# Netgain Warp drive vs Soliton 1



## Brute Force (Aug 28, 2010)

It's only bigger and heavier until you consider the stuff you have to throw in to make other controllers a functional system. A couple extras the Soliton 1 has going for it:

1. The contactor and precharge circuitry are built in. That makes for a more robust system and elegant wiring layout. It's also a few less components you have to purchase extra.

2. The water cooling is not required (depends on the application). No extra heatsink or cooling fans either. My dual controller/motor setup runs cool as a cucumber with just the air cooling they came with.

Just some thoughts to consider.

Steve Green


----------



## Guest (Sep 8, 2010)

If I am not mistaken the Soliton 1 has a much higher Constant Rating than any of the others controllers. That is a very big deal. My vote is still for the Soliton 1 if I'd only have two choices. Net Gain may be good but no one has done any testing or at least no one has actually posted any performance issues with the controller. Good or bad we just don't have any good information on the NetGain controller. 

Pete 

I have a Synkromotive.


----------



## rwaudio (May 22, 2008)

In my research I've decided on the Soliton1 if I want a high voltage controller, or a warp-drive if I want a "low" voltage controller to save some money. If I was going to go up a step in voltage on the warp-drive I would instantly choose the soliton1 because of the built in contactor and other features (now the soliton1 is cheaper) and the FREE setup/monitoring capability of the soliton1, to setup the warp-drive you need the dedicated $300 display. (that display would also double as some useable guages so it's not all bad, you are simply forced into that solution)

So in short I like the more open configuration of the Soliton1 because (although I can't say this for sure) it appears that software updates for new features would be free or atleast less costly than updates to the warp-drive. It's very clear that the sales model for the warp-drive is buy the box for a decent price, pay $$$$ for each upgrade or add on. So features like cruise control if ever developed would likely be 100's of dollars for the warp-drive. And for the soliton1 owners might be lucky enough to get a free software update. They have already provided configurable inputs and outputs that just need software behind them. The warp drive has no extra inputs/outputs so any new features will require new hardware tied to the CAN bus, so you have to buy hardware and software.

so my PERSONAL choices are:

Lower cost, Warp-Drive $1900 + 300 for display + ? for contactor. (160V / 1000A)
Prefered choice, Soliton1 $2900ish + ? other display/meter (300V/1000A)

I've gone back and forth about this exact choice on my blog, and while the last post says Warp-Drive because of cost, I don't think I will be happy without a Soliton1. (It can drive the fuel guage!!! working guages are important to me)

■ Given request A
In the Warp drive vs Soliton 1 thread, reproduce everything from "1. The contactor" down to "thoughts to consider.".
■ Given request B
According to the Warp drive vs Soliton 1 thread, which two things come built into the Soliton 1?
■ Given request C
Extend the Warp drive vs Soliton 1 forum thread, starting after its final post.

■ Data extract

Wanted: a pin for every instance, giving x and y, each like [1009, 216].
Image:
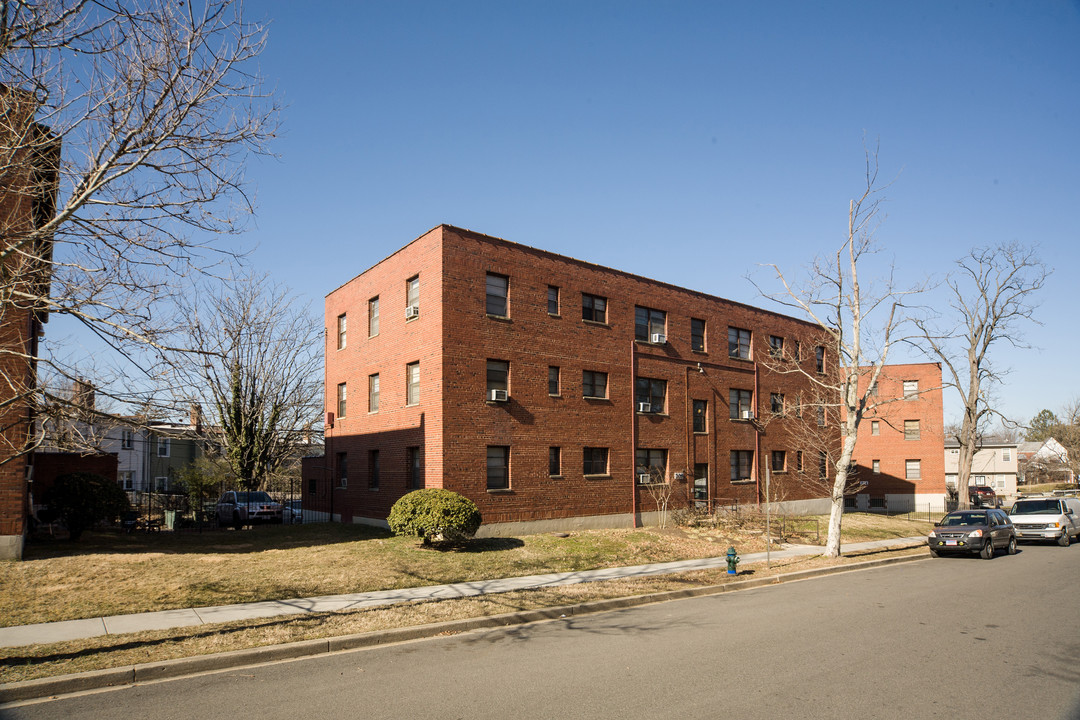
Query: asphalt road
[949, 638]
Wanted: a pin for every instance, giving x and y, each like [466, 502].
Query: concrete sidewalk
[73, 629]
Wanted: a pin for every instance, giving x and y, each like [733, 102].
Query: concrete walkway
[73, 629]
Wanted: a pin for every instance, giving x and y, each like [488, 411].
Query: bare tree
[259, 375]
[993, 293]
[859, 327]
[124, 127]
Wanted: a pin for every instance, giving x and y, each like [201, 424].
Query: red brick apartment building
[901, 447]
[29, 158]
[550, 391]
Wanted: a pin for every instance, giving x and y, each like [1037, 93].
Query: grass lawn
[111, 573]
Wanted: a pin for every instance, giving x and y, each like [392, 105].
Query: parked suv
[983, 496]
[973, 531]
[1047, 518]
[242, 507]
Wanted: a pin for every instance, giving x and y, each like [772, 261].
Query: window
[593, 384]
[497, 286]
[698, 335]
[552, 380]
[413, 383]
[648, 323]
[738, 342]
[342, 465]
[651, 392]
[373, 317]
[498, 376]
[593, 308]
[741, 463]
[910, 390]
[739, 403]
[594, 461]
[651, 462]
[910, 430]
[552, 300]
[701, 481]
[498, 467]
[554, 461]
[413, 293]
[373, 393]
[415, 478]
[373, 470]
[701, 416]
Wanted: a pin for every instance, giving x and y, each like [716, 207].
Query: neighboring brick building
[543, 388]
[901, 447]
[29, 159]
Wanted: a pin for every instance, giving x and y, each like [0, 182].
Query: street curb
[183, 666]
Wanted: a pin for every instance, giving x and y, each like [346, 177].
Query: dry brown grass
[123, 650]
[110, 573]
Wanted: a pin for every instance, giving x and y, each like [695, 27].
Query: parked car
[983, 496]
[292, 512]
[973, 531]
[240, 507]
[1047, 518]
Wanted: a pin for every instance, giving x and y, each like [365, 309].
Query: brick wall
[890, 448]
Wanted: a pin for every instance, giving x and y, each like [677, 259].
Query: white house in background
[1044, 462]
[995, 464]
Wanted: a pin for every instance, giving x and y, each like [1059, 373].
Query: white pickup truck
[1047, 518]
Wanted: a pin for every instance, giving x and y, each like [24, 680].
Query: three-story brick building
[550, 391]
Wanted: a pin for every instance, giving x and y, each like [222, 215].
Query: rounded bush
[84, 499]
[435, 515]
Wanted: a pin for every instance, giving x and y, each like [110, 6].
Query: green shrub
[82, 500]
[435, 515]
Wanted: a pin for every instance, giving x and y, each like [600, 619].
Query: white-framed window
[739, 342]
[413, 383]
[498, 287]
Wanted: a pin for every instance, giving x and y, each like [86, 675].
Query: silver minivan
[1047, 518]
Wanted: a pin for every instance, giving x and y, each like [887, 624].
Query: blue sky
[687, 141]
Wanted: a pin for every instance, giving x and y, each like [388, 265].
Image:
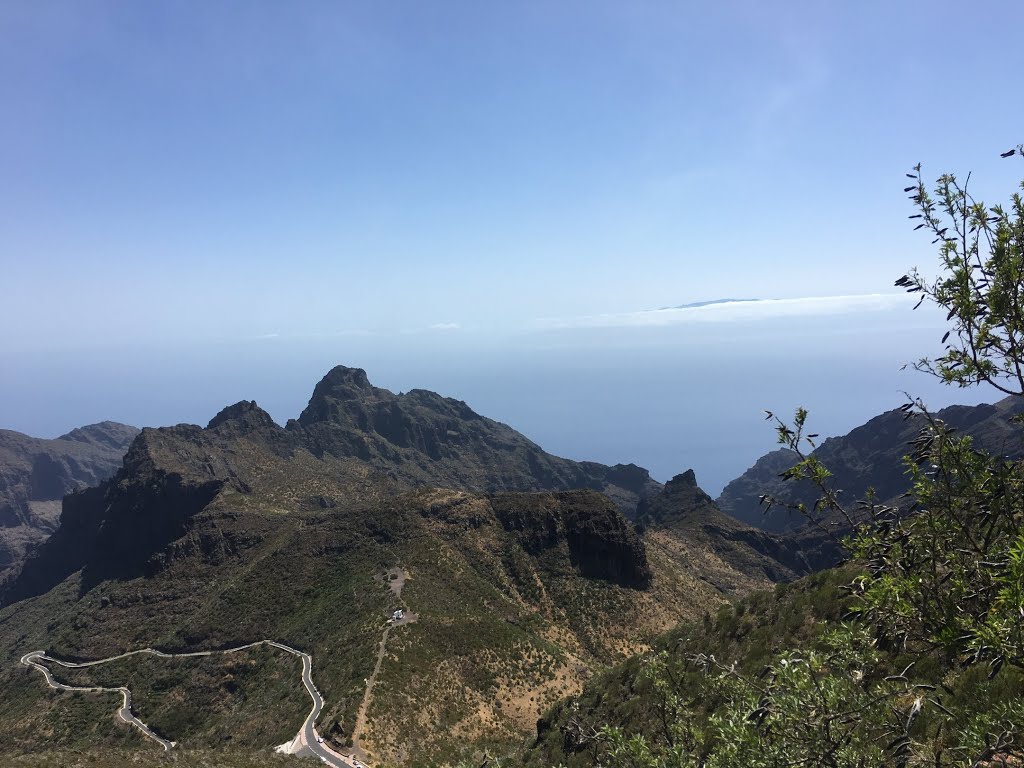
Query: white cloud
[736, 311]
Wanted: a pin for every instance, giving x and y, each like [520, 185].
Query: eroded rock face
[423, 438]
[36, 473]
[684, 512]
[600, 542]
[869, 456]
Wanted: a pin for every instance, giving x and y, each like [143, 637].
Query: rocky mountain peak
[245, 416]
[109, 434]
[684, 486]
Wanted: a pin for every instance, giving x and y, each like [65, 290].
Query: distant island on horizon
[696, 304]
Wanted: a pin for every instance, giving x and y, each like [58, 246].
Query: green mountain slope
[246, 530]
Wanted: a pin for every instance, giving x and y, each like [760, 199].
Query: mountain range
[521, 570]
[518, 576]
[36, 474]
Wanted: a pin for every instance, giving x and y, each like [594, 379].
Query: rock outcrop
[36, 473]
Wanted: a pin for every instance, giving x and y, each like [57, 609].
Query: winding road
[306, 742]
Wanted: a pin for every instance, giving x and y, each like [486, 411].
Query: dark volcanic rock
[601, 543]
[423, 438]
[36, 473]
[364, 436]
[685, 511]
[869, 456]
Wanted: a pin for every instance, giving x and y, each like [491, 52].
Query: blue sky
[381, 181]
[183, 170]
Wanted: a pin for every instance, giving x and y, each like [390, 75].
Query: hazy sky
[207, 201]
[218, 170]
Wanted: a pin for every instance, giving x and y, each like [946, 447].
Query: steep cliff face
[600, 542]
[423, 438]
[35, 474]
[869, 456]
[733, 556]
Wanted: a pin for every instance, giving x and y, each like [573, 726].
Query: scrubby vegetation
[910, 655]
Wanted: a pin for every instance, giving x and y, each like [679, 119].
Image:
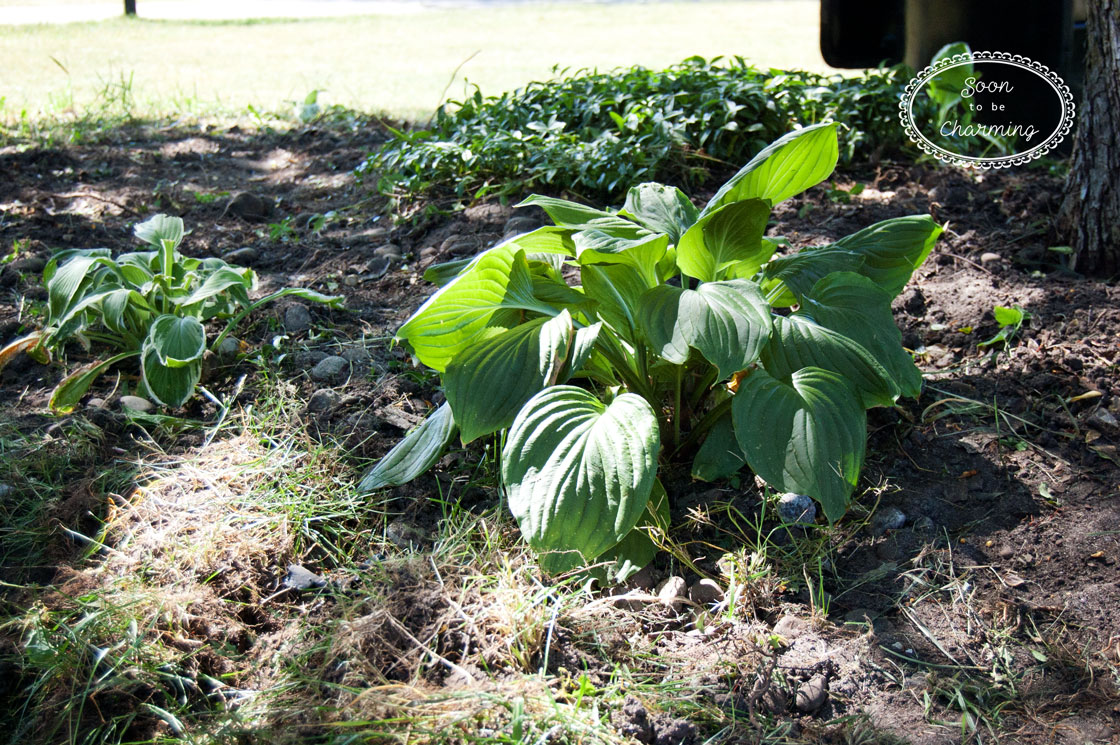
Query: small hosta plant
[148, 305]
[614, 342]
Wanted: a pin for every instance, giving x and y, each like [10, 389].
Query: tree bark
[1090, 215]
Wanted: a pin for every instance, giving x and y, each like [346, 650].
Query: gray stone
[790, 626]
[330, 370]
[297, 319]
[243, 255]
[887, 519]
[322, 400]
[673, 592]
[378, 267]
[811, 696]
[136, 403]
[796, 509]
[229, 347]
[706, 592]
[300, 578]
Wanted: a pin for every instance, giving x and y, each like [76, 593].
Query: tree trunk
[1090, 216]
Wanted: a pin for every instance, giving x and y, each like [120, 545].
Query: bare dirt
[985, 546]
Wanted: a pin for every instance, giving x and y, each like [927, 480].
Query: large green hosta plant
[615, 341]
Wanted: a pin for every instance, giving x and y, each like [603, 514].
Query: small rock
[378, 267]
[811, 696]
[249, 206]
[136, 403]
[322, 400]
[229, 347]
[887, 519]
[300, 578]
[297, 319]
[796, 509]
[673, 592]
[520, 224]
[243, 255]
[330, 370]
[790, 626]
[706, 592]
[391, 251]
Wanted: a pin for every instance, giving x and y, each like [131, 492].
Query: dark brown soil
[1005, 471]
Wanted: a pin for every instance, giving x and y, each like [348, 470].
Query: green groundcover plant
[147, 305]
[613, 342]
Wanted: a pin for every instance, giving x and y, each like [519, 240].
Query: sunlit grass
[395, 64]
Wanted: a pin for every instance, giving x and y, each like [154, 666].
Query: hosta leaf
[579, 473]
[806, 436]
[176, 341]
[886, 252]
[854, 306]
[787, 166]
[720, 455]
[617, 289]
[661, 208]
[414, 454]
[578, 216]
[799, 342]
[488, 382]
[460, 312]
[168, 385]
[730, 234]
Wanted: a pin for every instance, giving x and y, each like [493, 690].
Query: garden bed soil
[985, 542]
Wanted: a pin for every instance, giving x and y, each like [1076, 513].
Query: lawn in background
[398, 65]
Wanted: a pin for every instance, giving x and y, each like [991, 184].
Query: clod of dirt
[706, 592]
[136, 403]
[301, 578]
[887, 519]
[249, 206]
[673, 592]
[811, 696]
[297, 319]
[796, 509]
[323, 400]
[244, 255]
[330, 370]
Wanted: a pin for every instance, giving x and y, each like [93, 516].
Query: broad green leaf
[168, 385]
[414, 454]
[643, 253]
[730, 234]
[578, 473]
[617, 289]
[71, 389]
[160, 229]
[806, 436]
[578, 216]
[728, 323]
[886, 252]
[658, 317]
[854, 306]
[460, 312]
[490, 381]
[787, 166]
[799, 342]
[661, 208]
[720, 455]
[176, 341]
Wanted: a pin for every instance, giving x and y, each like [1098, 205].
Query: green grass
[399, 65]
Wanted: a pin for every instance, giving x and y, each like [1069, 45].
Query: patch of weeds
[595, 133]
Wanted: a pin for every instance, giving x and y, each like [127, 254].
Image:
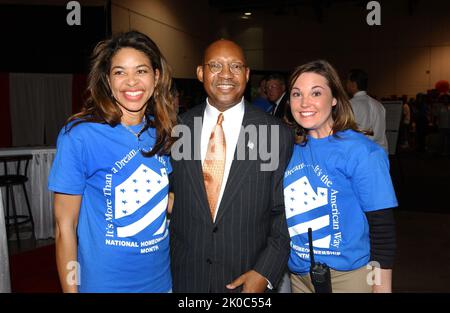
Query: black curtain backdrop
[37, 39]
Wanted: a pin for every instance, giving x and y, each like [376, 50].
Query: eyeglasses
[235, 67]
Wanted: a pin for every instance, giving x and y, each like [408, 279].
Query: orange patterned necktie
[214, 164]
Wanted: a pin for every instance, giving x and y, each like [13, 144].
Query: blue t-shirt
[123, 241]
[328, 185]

■ Result A
1. The contactor and precharge circuitry are built in. That makes for a more robust system and elegant wiring layout. It's also a few less components you have to purchase extra.

2. The water cooling is not required (depends on the application). No extra heatsink or cooling fans either. My dual controller/motor setup runs cool as a cucumber with just the air cooling they came with.

Just some thoughts to consider.

■ Result B
The contactor and the precharge circuitry.

■ Result C
----------



## dimitri (May 16, 2008)

Don't forget that Soliton is made by people who spend considerable time on this forum, helping everyone out, answering questions, etc. I learned more about controllers and EV power conversion in general from these guys than I ever imagined. I don't see anyone from Netgain on the forum, despite their entire business relying on DIY community.

Also, not sure how true this is, but someone recently told me that you can't even get WarpDrive controller right now, they seem to be out of stock, while Soliton is shipping anytime, as far as I know.

I have 10,000 EV miles on Soliton1, I have the very first production unit. Its the best controller money can buy, as far as I'm concerned. Reliability has always been EVNetics top priority, and true no-bullshit power specs, what you see is what you get. They burned up a few motors and bunch of test units on their bench at their expense, so you can get a controller you can trust 100%.

And of course all the nice customizable features that no other controller offers, like idle, fuel gauge, etc etc

nuff said....


----------



## Qer (May 7, 2008)

rwaudio said:


> it appears that software updates for new features would be free or atleast less costly than updates to the warp-drive.


 Free. The latest version can be downloaded from evnetics.com.


----------



## rwaudio (May 22, 2008)

Qer said:


> Free. The latest version can be downloaded from evnetics.com.


That's what I thought, and a huge plus for the Soliton1, and just like Dimitri mentioned the Soliton1 software programer is here to answer the software question! What more could we ask for?


----------



## piotrsko (Dec 9, 2007)

I dunno, I'm biased by the signature, BUT my guess is that Evnetics have delivered as many or more units than Otmar ('zilla king), or possibly everybody else in this class. QC sounds better, I like the EE and programming geek, and I'm willing to bet that the first one that zorches ain't going to be the fault of the controller.


----------



## Bowser330 (Jun 15, 2008)

Yabert said:


> Hi all
> 
> I'm interessed to compare the Netgain warp drive controller and the Soliton 1 of the same price and power.
> 
> ...


Others have already touched on a ton of reasons to choose the Soliton, I want to +1 the comment about 1000A Continuous Amperage, and the Soliton1 is also available in a 1400A "Race Version"...

And when you do decide to upgrade to higher voltage...keep this in mind, 1400A @ 270V (sagged) = 378kw = 500hp @ 4500rpm (Warp11HV)


----------



## Tesseract (Sep 27, 2008)

I was going to stay out of this thread because I'm obviously biased and not even slightly apologetic about it -  - but I wanted to correct a few minor misconceptions.



piotrsko said:


> I dunno, I'm biased by the signature, BUT my guess is that Evnetics have delivered as many or more units than Otmar ('zilla king), or possibly everybody else in this class. QC sounds better, I like the EE and programming geek, and I'm willing to bet that the first one that zorches ain't going to be the fault of the controller.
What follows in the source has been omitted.